- [Source passage]:
In this post we will discuss some commonly used methods to make the design of our databases more readable and less error prone. For those that are new to Sqlalchemy is may be useful to read the previous post on the very basics of how things work.
Contents
- Mappings
These are essentially the type hints we create to indicate the Python type that the column is expecting
- Mapping Column Method
This is a method that actually does the mapping
- Annotations
A way to create reusable column definitions in our database design.
Defintion of Map/Mapping
We will use the term mapping quite often in this post, so it may be useful to clearly define what we mean by this. Essentially this is some transformation of an object , perhaps it may be useful to think of it as a 'function applied on an object' , although this definition isn't correct for the way we use mapping in this post, but it is a good place to start. Let's take a Python example to show what we mean using the map keyword. Below we give an example of 'mapping' a list of floats to integers.
input_ = [1.1, 1.05, 1.2, 1.3]
output = map(int, input_)
print(list(output))
'''
[1, 1, 1, 1]
'''
Why isn't this correct in context of databases? Well, if we have a list of floats, and we are mapping to some SQL datatype e.g. BIGINT , we have probably chosen the wrong type (on Python end), and FLOAT would have been a better choice. So quite generally, we want to map the Python type to an SQL type and we probably don't want to be transforming the data apart from its mapping from Python to SQL.
Below we give a better definition that will at first seem confusing, but once explained will make sense hopefully.
Say we want to save some dates in a database, so we want to apply a mapping from a datetime to a TIMESTAMP let's see what a mapping like that might look like.

- [Given task 1]: Say whether each statement agrees with the post on SQLAlchemy mappings, answering yes or no and quoting the words of the post that decide it. (a) Mapping a list of floats to BIGINT suggests the wrong type was probably chosen on the Python end. (b) Annotations are described as a way to create reusable column definitions. (c) The map example turns the list of floats into strings.
- [Given task 2]: Pick up the post on SQLAlchemy mappings where it stops, and write the next part.
The rows that follow have no connection to the post on SQLAlchemy mappings.

- [Data section]:
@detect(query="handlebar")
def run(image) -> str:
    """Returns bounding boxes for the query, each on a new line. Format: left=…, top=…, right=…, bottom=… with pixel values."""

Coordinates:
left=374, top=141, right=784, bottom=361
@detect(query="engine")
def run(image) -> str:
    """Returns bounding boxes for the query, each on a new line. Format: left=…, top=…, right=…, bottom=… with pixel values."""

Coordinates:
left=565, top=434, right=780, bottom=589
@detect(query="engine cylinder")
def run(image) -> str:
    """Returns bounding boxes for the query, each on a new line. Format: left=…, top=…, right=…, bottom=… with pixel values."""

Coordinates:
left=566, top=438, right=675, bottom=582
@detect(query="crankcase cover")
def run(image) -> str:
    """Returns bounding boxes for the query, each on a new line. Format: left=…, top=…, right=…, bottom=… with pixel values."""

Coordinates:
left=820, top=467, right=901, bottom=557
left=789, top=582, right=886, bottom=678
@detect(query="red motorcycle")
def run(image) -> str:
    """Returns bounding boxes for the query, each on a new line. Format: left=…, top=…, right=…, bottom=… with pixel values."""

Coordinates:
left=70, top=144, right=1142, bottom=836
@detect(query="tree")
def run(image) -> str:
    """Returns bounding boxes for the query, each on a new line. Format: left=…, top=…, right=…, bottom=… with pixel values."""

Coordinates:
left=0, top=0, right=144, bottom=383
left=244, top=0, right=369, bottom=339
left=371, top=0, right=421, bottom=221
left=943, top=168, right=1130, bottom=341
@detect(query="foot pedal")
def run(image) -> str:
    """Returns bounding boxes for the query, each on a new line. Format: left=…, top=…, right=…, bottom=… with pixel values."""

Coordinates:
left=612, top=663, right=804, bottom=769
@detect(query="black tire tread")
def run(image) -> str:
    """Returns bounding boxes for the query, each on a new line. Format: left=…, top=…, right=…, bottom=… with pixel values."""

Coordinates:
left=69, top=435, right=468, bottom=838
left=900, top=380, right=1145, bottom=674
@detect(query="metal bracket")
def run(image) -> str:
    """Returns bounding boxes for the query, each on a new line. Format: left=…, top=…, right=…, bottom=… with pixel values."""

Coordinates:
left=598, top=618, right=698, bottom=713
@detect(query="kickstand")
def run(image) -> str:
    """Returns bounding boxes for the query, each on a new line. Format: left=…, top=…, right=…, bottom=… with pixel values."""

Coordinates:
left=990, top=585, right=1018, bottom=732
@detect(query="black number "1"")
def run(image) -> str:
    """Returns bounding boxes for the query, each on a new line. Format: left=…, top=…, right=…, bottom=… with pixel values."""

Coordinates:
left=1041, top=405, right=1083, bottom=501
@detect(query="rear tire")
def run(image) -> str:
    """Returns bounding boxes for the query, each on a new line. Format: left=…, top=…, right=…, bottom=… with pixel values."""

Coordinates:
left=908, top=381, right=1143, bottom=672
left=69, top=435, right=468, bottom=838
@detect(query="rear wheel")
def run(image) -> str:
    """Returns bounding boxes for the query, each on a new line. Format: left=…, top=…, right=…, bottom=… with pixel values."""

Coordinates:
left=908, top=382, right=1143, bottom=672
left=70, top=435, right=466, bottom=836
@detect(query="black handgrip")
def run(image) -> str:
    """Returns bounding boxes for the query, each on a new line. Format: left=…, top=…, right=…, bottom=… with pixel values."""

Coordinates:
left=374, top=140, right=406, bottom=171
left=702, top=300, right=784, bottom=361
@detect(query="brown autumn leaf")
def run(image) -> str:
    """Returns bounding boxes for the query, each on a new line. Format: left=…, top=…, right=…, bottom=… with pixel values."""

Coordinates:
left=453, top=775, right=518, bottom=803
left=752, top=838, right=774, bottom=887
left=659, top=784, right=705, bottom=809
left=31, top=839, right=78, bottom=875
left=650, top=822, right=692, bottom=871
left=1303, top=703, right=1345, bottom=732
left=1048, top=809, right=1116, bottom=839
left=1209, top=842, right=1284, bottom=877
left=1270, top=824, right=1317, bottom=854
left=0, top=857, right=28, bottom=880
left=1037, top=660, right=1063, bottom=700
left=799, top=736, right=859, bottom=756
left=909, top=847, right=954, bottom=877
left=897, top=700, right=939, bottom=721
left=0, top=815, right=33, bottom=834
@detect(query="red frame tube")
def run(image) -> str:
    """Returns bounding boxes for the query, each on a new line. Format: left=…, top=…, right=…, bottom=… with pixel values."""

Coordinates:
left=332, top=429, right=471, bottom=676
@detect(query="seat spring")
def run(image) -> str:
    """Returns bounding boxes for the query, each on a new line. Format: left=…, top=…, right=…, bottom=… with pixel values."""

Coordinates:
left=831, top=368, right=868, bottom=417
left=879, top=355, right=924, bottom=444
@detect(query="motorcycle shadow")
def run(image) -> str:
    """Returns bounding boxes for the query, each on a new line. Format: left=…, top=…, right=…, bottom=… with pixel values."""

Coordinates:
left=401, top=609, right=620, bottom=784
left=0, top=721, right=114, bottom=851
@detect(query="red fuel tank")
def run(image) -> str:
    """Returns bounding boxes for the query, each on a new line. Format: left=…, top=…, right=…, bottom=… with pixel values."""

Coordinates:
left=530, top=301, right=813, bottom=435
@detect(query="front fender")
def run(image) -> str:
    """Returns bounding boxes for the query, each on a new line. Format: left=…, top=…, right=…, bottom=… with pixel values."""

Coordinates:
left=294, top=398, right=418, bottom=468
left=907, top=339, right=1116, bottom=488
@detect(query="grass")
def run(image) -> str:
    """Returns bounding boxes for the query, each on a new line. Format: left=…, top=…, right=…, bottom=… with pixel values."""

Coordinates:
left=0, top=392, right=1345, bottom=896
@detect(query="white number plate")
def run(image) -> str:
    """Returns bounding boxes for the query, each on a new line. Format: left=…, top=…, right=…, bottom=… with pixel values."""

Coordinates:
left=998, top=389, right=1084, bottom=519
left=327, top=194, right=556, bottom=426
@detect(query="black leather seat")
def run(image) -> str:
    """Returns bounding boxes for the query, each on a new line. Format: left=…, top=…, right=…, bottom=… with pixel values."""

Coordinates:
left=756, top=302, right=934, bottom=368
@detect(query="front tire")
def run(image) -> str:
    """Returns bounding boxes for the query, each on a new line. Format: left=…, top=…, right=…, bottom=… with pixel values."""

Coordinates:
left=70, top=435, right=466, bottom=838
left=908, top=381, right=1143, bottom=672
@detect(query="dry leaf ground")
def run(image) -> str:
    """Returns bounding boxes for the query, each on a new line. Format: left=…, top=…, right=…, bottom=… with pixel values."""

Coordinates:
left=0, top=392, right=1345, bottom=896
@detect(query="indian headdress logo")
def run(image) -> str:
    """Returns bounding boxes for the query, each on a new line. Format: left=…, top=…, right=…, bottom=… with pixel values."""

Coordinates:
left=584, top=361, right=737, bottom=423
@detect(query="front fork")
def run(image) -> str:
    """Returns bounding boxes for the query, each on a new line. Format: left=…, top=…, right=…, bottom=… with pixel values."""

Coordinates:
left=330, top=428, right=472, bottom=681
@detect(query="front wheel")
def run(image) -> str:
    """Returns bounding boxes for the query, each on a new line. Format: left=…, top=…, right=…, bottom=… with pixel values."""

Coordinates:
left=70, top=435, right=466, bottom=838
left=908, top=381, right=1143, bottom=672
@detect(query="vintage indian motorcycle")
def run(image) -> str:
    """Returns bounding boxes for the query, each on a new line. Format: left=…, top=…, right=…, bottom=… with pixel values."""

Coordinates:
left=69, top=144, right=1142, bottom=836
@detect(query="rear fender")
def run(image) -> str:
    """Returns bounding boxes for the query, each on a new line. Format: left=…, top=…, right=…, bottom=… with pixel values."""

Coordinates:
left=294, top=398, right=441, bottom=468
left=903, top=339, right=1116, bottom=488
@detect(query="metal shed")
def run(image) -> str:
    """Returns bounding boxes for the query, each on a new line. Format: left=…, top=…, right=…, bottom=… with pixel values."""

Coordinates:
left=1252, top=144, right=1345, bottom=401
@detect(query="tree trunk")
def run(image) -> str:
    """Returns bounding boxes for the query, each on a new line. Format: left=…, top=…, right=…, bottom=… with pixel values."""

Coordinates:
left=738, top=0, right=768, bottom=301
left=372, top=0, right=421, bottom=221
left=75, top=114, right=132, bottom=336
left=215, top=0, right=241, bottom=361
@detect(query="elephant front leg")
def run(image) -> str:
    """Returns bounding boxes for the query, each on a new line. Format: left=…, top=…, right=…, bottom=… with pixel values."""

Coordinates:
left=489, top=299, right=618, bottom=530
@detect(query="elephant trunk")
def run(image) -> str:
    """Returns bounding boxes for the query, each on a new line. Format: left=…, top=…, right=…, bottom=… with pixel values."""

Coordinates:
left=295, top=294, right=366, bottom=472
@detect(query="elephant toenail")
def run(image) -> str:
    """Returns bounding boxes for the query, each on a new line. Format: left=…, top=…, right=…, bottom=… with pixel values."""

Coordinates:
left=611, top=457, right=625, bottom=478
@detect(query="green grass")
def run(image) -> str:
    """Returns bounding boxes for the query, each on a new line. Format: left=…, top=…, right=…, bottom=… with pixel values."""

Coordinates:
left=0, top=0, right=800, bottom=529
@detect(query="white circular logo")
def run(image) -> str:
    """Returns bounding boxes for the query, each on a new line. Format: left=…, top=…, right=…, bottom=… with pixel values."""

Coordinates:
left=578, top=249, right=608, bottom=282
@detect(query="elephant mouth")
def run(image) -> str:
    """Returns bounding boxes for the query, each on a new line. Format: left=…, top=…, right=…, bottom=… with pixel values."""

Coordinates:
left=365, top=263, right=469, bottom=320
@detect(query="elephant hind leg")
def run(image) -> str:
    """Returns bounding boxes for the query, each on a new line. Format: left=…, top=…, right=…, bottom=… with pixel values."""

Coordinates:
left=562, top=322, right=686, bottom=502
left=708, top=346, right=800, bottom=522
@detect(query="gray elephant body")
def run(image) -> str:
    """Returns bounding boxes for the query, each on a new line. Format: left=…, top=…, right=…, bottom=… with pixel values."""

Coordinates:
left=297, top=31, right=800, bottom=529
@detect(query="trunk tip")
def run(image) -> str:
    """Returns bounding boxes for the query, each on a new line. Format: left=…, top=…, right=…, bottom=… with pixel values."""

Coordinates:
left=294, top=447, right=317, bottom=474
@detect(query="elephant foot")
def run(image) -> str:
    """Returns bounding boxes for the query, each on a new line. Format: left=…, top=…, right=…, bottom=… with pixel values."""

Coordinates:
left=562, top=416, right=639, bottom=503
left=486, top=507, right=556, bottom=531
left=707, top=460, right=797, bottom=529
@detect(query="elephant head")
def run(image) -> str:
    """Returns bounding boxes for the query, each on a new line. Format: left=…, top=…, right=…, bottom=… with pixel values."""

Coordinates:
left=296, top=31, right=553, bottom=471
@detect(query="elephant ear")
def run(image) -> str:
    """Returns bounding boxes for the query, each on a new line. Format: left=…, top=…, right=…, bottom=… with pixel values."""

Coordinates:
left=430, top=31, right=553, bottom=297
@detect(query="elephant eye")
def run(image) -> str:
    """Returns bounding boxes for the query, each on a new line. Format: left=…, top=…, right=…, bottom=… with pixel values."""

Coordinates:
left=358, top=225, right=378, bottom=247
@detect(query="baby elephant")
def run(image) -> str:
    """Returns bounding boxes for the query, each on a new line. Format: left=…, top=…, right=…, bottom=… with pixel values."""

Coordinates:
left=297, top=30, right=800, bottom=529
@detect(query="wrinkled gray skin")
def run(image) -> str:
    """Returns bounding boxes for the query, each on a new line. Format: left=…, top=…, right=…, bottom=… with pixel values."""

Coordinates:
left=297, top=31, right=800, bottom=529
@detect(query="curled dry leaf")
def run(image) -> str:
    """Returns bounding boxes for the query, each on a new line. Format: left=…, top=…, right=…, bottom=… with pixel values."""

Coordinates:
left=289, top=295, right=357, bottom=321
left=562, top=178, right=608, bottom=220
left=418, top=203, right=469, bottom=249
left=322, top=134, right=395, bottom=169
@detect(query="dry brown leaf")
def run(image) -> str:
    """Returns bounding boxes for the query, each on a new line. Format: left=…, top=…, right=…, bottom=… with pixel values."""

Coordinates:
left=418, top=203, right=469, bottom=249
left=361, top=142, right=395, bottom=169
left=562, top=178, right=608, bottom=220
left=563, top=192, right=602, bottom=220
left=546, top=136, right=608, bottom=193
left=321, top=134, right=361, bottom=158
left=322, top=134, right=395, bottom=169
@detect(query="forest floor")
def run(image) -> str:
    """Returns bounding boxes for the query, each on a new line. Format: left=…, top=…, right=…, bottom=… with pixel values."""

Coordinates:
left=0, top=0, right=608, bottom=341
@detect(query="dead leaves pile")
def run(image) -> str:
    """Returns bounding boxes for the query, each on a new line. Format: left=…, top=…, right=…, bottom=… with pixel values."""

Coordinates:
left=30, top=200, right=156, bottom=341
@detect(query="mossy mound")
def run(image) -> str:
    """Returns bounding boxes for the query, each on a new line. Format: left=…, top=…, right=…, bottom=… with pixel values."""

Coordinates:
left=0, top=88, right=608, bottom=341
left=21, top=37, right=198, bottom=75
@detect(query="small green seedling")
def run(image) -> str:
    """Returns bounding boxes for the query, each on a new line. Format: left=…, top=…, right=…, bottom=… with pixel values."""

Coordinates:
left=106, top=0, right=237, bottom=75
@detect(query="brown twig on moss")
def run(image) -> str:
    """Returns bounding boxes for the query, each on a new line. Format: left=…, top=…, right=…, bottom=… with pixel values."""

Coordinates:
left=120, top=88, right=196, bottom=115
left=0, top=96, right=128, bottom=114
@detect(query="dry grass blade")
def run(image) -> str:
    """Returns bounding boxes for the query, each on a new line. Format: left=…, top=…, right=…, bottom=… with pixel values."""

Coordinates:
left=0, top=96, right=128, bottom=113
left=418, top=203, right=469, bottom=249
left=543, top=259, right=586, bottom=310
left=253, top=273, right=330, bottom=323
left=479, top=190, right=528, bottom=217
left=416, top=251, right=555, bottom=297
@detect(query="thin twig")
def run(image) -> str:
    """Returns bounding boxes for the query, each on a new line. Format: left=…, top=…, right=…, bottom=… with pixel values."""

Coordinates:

- [Expected output 1]:
(a) Yes: "we have probably chosen the wrong type (on Python end)"
(b) Yes: "A way to create reusable column definitions in our database design."
(c) No: "Below we give an example of 'mapping' a list of floats to integers."

- [Expected output 2]:
from datetime import datetime
dates = [datetime(2024, 1, 1),
datetime(2023, 1, 1),
datetime(2022, 1, 1)]
map_to_timestamp = lambda date: date.timestamp()
mapped_timestamps = map(map_to_timestamp, dates)
print(list(mapped_timestamps))
'''
[1704067200.0, 1672531200.0, 1640995200.0]
'''
So this looks like more of a change than the float to integer example right? Well actually no, let's show why by doing the mapping and then reversing the mapping.
from datetime import datetime
dates = [datetime(2024, 1, 1),
datetime(2023, 1, 1),
datetime(2022, 1, 1)]
## DO THE MAPPING
map_to_timestamp = lambda date: date.timestamp()
mapped_timestamps = list(map(map_to_timestamp, dates))
## UNDO THE MAPPING
undo_mapping = lambda timestamp: datetime.fromtimestamp(timestamp)
original = list(map(undo_mapping, mapped_timestamps))
print(f'We started with {dates} ')
'''
We started with [datetime.datetime(2024, 1, 1, 0, 0),
datetime.datetime(2023, 1, 1, 0, 0),
datetime.datetime(2022, 1, 1, 0, 0)]
'''
print(f'We mapped to timestamp to get {mapped_timestamps}')
'''
We mapped to timestamp to get [1704067200.0,
1672531200.0,
1640995200.0]
'''
print(f'We unmapped back to {original}')
'''
We unmapped back to [datetime.datetime(2024, 1, 1, 0, 0),
datetime.datetime(2023, 1, 1, 0, 0),
datetime.datetime(2022, 1, 1, 0, 0)]
'''
So we see that the object hasn't actually changed, here despite the mapping, the objects are equivalent. This should make sense because all computer time is measured like this anyway. Whereas, if we recall the [1.1, 1.05, 1.2, 1.3] to [1,1,1] mapping, there is no way to get back the original.
For me, this encapsulates the very essence of what an ORM does! OK we getting dangerously close to rambling, so let's do some examples.
Let's rewrite our column definitions we created last post in the new style, this way is more expressive regarding how sqlalchemy creates these columns.
from sqlalchemy import Integer, String, TIMESTAMP,Boolean, create_engine, Column
from sqlalchemy.orm import DeclarativeBase, sessionmaker, Mapped, mapped_column
from typing import Optional
from datetime import datetime
class Base(DeclarativeBase):
pass
class User(Base):
__tablename__ = "users"
id: Mapped[int] = mapped_column(Integer, primary_key=True)
fullname: Mapped[str] = mapped_column(String, nullable=False)
email: Mapped[str] = mapped_column(String, nullable=False, unique=True)
age: Mapped[Optional[int]] = mapped_column(Integer, nullable=True)
# here we pass in TIMESTAMP, this is similar to the mapping example we gave above
joined_date: Mapped[datetime] = mapped_column(TIMESTAMP, default=datetime.utcnow)
def __repr__(self):
return (
f"User(id={self.id}, "
f"fullname={self.fullname}, "
f"email={self.email}, "
f"age={self.age}, "
f"joined_date={self.joined_date})"
)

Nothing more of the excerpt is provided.